## Directions for this task
Write the next part of the garbage collection article below, starting right after its list of the four kinds of GC Roots.

## Passage provided
────

Garbage Collection (GC) is a form of automatic memory management. Its aim is to reclaim garbage or memory occupied by objects that are no longer in use by the program. Garbage collection was invented by John McCarthy around 1959 to simplify manual memory management in Lisp. It has a longer history than Java.

How a Garbage Collector Works

There are several garbage-collection schemes.

How to Identify Garbage

First of all, we need to find out what should be considered as garbages and which storages should be released.

Reference Counting

Reference Counting(引用计数算法) is a simple but slow scheme.

In this scheme, each object contains a reference counter. Every time a reference is attached to that object, its reference counter is increased. Every time a reference goes out or is set to null, its counter is decreased. Once the reference counter of an object becomes zero, that storage will be released.

But one shortcoming is that if objects circularly refer to each other they can have nonzero reference counts. Below is an example:

public class ReferenceCountingGC {
    public Object instance;
    public static void main(String...strings) {
        ReferenceCountingGC a = new ReferenceCountingGC(); // 1st instance
        ReferenceCountingGC b = new ReferenceCountingGC(); // 2nd instance
        a.instance = b;
        b.instance = a;
        a = null;
        b = null;

It creates two instances. The first instance has two references, one is from a and the other is from b.instance. The second instance also has two references. After two variables are set to null, the two instances still have one reference from their members. In this case, their reference counter will never be zero.

Another drawback is that reference counting scheme requires extra space for each object to store its reference counter and extra process resource to deal with counter.

Reachability Analysis

The basic idea of Reachability Analysis(可达性分析算法) is to trace which objects are reachable by a chain of references from “root” objects. The “root” is called GC Roots and the path from root to the certain object is called reference chain. If one object cannot be reachable from any GC Roots, it will be considered as garbage and the storage will be released.

As shown in the image below, the objects in blue rectangle should be kept alive and the objects in gray rectable can be recycled: GC Roots

In Java, there are 4 types of objects can be used as GC Roots:

  1. objects referenced in VM Stack;
  2. objects referenced by static members or methods in Method Area;
  3. objects referenced by constants in Method Area;
  4. objects referenced by JNI in Native Method Stack.

────

## Records shown
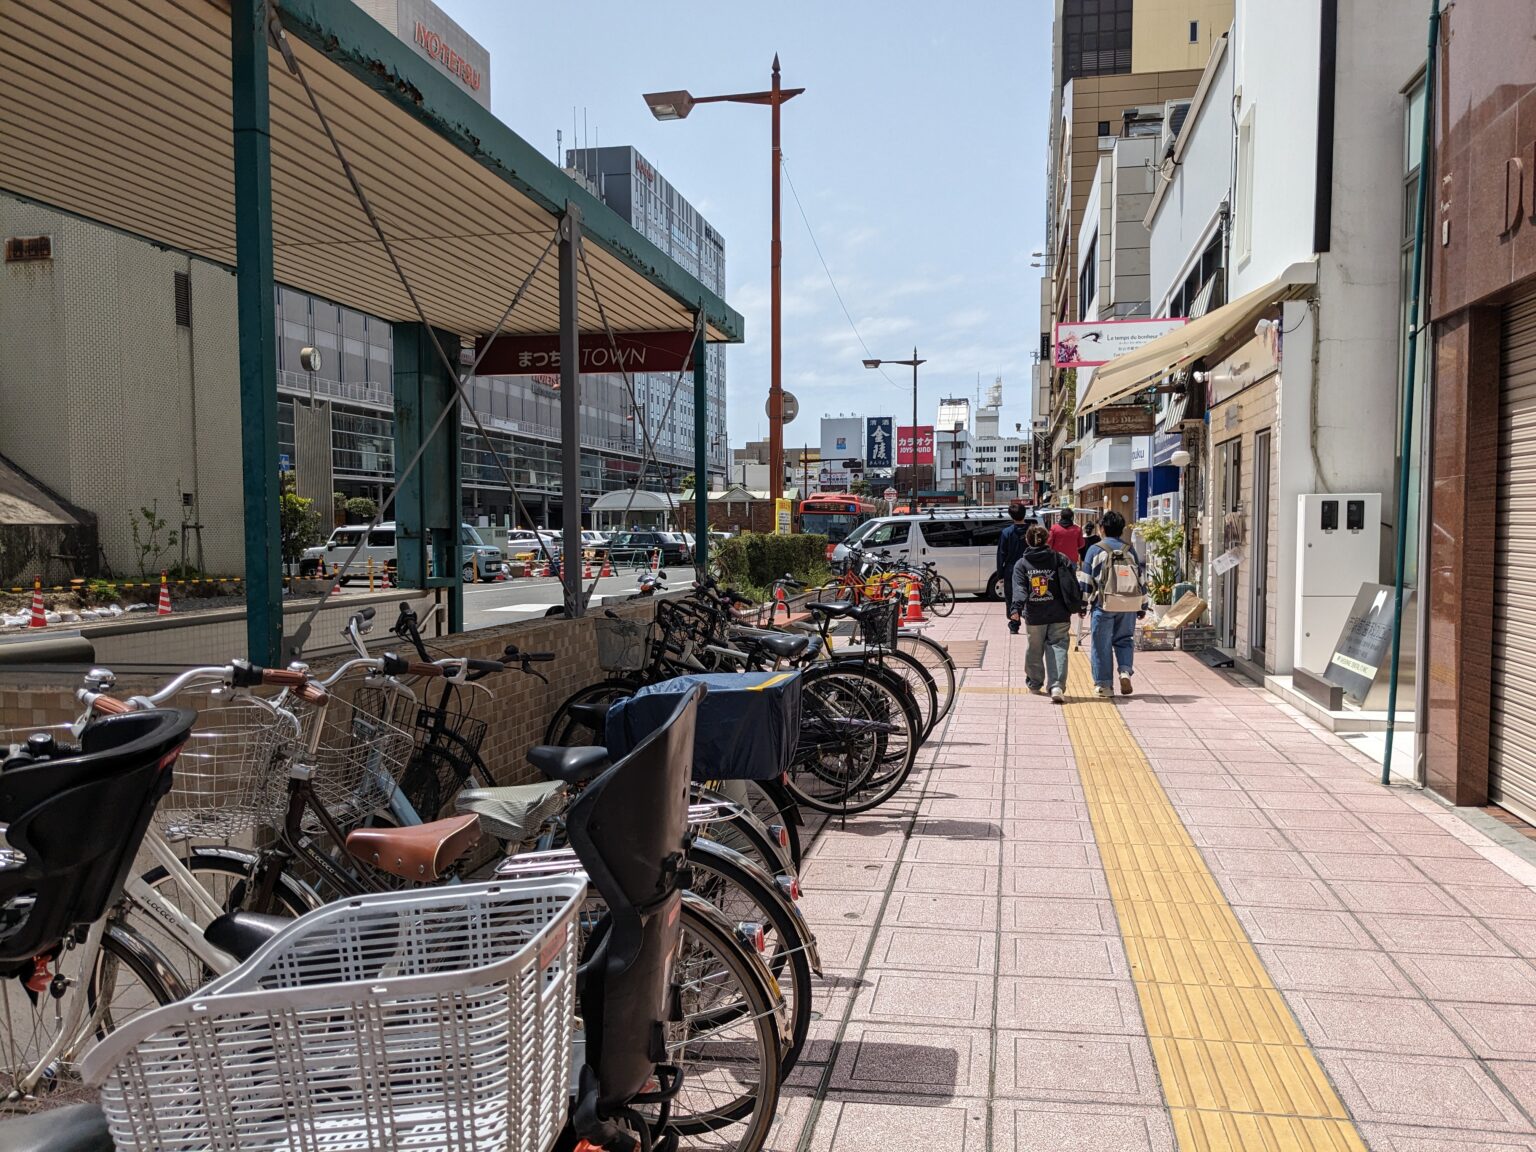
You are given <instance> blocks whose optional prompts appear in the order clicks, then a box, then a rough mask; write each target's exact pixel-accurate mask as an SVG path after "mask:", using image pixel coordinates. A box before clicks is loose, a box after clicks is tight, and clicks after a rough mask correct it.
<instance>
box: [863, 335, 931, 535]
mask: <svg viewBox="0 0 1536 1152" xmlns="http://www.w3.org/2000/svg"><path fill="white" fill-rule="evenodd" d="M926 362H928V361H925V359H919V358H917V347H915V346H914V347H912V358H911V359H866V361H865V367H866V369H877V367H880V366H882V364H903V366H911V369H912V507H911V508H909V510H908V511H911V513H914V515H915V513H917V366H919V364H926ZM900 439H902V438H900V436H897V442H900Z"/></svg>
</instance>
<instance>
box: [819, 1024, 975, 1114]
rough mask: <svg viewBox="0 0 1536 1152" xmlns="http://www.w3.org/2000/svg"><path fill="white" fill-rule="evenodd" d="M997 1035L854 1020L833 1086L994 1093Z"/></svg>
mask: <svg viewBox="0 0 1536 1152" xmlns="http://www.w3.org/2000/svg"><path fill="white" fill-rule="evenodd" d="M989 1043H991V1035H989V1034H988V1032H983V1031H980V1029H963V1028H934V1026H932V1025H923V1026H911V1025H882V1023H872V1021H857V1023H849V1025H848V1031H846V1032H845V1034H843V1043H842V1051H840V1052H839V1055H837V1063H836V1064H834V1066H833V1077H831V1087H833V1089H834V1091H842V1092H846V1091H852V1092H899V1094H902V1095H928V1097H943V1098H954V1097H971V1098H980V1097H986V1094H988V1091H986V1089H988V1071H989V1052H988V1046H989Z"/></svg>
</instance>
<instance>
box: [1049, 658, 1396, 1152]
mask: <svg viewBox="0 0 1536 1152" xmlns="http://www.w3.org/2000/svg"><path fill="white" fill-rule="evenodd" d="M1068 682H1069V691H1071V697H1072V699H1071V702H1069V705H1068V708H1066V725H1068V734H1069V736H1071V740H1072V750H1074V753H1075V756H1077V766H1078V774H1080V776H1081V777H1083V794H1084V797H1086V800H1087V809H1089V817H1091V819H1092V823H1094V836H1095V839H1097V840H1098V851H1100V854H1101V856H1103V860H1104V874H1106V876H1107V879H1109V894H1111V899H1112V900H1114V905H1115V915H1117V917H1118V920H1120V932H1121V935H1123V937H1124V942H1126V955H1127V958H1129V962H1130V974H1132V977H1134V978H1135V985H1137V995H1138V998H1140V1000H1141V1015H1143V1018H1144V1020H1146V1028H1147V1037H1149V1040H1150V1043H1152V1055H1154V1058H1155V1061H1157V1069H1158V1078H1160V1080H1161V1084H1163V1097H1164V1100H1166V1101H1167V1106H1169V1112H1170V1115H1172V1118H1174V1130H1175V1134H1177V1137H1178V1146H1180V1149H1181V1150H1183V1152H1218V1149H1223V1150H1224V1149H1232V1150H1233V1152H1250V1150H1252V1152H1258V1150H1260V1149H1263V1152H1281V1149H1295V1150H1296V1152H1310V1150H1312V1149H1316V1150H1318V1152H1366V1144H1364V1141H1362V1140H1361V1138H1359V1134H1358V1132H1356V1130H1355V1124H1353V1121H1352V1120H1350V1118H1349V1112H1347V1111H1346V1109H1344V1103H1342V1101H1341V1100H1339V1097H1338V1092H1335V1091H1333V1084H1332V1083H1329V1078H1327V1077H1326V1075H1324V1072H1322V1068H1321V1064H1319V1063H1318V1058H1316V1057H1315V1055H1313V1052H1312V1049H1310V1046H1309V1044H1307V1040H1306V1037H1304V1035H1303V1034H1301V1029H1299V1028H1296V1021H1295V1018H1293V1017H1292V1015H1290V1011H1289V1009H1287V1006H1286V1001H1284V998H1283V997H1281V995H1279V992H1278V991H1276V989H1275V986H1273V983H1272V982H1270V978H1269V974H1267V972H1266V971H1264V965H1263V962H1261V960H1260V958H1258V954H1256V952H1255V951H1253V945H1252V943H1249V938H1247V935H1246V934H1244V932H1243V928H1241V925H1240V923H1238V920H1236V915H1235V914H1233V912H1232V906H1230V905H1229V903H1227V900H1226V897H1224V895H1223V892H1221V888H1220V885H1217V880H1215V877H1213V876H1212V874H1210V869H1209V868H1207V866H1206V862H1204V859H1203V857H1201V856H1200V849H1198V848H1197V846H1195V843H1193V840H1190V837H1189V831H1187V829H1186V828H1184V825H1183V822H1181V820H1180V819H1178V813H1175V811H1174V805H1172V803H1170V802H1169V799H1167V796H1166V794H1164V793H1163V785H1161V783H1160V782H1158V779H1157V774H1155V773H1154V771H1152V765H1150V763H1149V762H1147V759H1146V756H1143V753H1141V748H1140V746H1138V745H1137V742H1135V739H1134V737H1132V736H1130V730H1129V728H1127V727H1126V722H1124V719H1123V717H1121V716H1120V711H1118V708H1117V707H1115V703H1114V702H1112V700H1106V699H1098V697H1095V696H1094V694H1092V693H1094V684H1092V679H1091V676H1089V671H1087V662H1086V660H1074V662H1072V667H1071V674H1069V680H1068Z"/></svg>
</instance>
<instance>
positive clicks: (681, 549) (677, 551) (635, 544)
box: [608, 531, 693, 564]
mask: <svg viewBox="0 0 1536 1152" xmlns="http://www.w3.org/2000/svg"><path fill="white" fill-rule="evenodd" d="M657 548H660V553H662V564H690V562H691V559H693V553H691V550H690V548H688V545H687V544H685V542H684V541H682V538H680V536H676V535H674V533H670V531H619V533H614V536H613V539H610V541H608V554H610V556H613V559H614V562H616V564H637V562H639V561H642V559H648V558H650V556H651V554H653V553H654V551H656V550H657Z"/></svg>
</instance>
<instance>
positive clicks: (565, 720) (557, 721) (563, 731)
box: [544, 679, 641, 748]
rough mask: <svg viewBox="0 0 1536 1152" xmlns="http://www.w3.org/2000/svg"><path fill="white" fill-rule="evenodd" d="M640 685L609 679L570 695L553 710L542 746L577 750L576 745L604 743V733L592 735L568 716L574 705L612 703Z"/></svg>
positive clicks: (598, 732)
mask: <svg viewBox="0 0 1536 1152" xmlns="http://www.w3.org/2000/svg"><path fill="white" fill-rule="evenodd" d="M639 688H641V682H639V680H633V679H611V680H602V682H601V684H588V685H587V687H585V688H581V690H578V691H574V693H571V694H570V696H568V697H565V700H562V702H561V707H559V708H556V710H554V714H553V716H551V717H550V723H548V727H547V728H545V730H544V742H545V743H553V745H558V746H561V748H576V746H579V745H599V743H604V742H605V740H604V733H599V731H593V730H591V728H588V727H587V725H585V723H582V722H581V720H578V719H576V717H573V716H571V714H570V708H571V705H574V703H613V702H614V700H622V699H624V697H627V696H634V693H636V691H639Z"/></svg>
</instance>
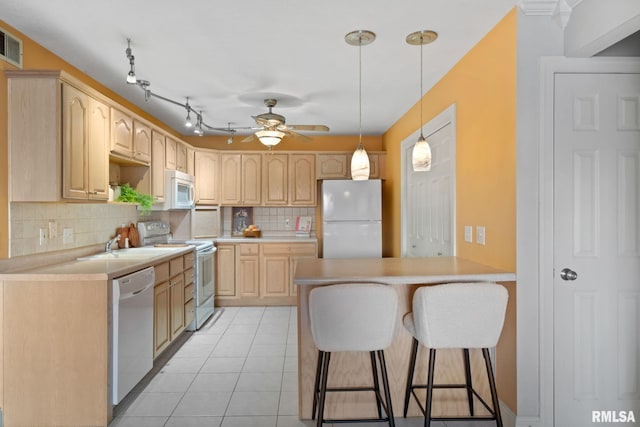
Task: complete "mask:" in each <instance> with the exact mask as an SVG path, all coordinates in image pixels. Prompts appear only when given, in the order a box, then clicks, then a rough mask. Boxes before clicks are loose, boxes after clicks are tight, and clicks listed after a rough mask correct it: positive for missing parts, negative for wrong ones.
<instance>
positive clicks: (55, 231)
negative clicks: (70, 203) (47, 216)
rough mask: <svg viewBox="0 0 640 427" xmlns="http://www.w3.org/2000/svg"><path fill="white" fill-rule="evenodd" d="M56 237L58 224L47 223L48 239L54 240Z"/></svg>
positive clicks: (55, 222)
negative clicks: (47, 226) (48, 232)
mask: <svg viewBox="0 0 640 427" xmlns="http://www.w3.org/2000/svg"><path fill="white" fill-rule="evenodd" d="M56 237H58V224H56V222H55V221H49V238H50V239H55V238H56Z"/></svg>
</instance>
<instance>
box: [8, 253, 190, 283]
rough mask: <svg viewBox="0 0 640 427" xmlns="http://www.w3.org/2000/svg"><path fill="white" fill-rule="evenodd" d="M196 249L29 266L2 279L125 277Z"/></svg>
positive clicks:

────

## Response
public class ReachabilityAnalysisGC {
    public static ReachabilityAnalysisGC staticMember;
    public static final ReachabilityAnalysisGC finalMember = new ReachabilityAnalysisGC("FinalMember");
    public ReachabilityAnalysisGC(String name) {}
    public static void main(String...strings) {
        ReachabilityAnalysisGC ragc = new ReachabilityAnalysisGC("first");
        ragc.staticMember = new ReachabilityAnalysisGC("StaticMember");
        ragc = null;

In the example above, instance ragc can be used as GC Root. When it is set to null. The string “first” can be recycled. But the static member staticMember and the final member finalMember will not be recycled.

How to Collect Garbage

After garbage identification, the collector will collect the garbages and release the storage. But another important factor is the efficiency.

Stop and Copy

Stop-and-Copy algorithm divides memory into two equal sections(heaps). Every time only one section will be used. When the program stops and the collection stars, all live objects are copied from one heap to another, leaving behind all the garbages. In addition, as the objects are copied into the new heap, they are packed end-to-end and compacting the new heap.

There are two issues for this algorithm. The first one is that two heaps are needed. So that we have to maintain twice as much memory as we actually need and it is kind of waste. The second one is the copying process itself. The program needs to spend some time and resources on running the copying process no matter how many garbages there are. Besides, all references that point at the object must be hcanged.

Mark and Sweep

Mark-and-Sweep algorithm has 2 steps. In the first step - mark, it traces through all the references to find live objects or dead objects, and marks them. During the second step - sweep, the dead objects will be released and the storage can be used again.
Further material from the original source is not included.